DO THIS: Could you lay out every line in the rows below as a JSON list of strings, one string per line, with blank lines omitted?

MATERIAL TO PROCESS:
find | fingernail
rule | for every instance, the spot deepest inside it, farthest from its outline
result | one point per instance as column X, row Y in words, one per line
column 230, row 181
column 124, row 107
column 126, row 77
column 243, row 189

OUTPUT OF THE TASK:
[
  "find | fingernail",
  "rule | for every instance, the spot deepest inside it, farthest from its outline",
  "result | one point per instance as column X, row Y in words, one per line",
  "column 230, row 181",
  "column 124, row 107",
  "column 126, row 77",
  "column 243, row 189"
]